Directions for this task
Reproduce every one of the records below word for word, line by line, with nothing changed.

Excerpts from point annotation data
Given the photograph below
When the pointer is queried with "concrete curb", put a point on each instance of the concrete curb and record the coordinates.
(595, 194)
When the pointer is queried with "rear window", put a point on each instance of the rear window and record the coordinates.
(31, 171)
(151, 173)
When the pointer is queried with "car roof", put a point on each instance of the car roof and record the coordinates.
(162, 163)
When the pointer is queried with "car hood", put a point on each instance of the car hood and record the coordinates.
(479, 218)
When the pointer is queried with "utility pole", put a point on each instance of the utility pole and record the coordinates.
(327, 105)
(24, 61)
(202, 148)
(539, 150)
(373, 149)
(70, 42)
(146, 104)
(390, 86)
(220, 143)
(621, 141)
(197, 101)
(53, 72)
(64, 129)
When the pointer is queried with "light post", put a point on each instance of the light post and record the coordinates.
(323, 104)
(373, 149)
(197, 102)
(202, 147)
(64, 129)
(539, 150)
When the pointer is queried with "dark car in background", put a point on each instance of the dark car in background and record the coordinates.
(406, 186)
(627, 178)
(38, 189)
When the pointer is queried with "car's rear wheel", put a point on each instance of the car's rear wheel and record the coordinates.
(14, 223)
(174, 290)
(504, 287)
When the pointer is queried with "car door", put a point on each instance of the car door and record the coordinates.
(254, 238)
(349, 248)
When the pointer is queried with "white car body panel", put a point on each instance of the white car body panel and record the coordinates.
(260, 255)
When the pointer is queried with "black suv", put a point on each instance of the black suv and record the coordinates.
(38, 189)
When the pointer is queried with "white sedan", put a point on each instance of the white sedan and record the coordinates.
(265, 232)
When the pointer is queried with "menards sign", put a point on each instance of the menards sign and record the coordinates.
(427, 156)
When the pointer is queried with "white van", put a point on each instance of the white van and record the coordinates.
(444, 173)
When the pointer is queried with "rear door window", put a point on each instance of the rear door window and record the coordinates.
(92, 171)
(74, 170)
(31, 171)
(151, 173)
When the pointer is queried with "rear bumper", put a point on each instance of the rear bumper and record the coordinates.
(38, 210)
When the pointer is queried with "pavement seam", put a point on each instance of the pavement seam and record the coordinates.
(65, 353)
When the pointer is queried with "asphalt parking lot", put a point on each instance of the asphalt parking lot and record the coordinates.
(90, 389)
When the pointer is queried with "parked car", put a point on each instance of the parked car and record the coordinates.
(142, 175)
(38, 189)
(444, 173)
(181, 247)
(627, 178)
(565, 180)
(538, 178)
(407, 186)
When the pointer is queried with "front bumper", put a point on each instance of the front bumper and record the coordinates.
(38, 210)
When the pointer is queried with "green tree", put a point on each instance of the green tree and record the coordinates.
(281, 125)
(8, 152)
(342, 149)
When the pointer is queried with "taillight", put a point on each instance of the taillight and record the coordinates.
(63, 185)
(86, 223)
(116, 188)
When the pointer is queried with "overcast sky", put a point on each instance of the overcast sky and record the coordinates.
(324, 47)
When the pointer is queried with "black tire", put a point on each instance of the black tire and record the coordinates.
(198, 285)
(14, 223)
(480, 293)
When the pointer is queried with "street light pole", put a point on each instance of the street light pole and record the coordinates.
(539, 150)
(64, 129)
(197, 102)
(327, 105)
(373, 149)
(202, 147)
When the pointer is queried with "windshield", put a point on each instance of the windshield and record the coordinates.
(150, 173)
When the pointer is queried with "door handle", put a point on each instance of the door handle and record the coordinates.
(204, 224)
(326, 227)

Written solution
Given the photograph below
When the pointer is queried with "concrete curb", put a point on each instance of the concrete curb and record the coordinates.
(595, 194)
When the pointer is queried with "rear window", put a point on each instance of the rear window and record the coordinates.
(31, 171)
(151, 173)
When the pointer is queried with "car roof", put a point on each instance of the car roof and record the coordinates.
(162, 163)
When the pointer is queried with "car hood", put a point on each instance of the car hood and record the coordinates.
(479, 218)
When the pointer is queried with "utility pole", put a point on each instance of the utility pole and record the coordinates.
(327, 105)
(24, 61)
(202, 148)
(539, 150)
(373, 149)
(70, 42)
(146, 104)
(390, 86)
(220, 143)
(621, 141)
(197, 101)
(53, 72)
(64, 129)
When the pointer is queried with "light post", put a point on each instance of the light post and record the coordinates.
(323, 104)
(373, 149)
(197, 102)
(202, 147)
(64, 129)
(539, 150)
When the pointer is queried with "dark car in background", put a point on each instance of the dark car in background and record the coordinates.
(406, 186)
(627, 178)
(38, 189)
When the pointer is queried with "car's rear wheel", put a point on each instance of the car's rear wheel and record the coordinates.
(14, 223)
(174, 290)
(504, 287)
When the pointer is queried with "car door", put a point on each instance of the car door and record the coordinates.
(254, 238)
(349, 248)
When the pointer is queried with "white car body panel", put a point on each instance of the white car body panel and record the coordinates.
(260, 255)
When the pointer is queried with "black suv", put a point on each instance of the black suv and record the coordinates.
(38, 189)
When the pointer is queried with "white sedan", put a point on each instance of the white sedan and record the coordinates.
(265, 232)
When the pointer is queried with "menards sign", put a point on each instance of the menards sign and record the coordinates.
(427, 156)
When the pointer is queried with "white van", put a point on each instance of the white van and record the coordinates.
(444, 173)
When the pointer is queried with "rear door window", put a point on each instance of the rear door window and record the coordinates.
(92, 171)
(74, 170)
(31, 171)
(151, 173)
When the pointer is queried with "rear bumper", put a point on each instance of the rear bumper and record the coordinates.
(38, 210)
When the pointer is queried with "pavement seam", put a point on each instance of the pavement seam and record the coordinates.
(65, 353)
When the pointer is queried with "asphalt parking lot", put a point on each instance of the asphalt parking lot and record the coordinates.
(90, 389)
When the pointer is queried with "parked car", put a point on each instance of the parked car and record the coordinates.
(142, 175)
(38, 189)
(444, 173)
(181, 247)
(627, 178)
(565, 180)
(538, 178)
(407, 186)
When the pointer is queried with "front bumper", put a point on each instance of the front bumper and record the coordinates.
(38, 210)
When the pointer is queried with "green tree", put a point on each instance of the green tree and record the coordinates.
(281, 125)
(8, 152)
(342, 149)
When the pointer is queried with "taillight", put a point on each instance of the taillight and record the coordinates.
(63, 185)
(86, 223)
(116, 188)
When the pointer is queried with "overcast sky", put a point on each instance of the overcast sky and record the coordinates.
(324, 47)
When the pointer is queried with "black tire", put a point on each instance of the black tire and record the coordinates.
(198, 285)
(14, 223)
(480, 293)
When the pointer is queried with "street light pole", put a point on each instance of the street light pole and record the coordinates.
(539, 150)
(64, 129)
(197, 102)
(327, 105)
(373, 149)
(202, 147)
When the pointer is queried with "windshield", put a point on each instance of the windshield and record the coordinates.
(150, 173)
When the pointer is queried with "door handle", put a point on each instance of the door handle and record the coordinates.
(204, 224)
(326, 227)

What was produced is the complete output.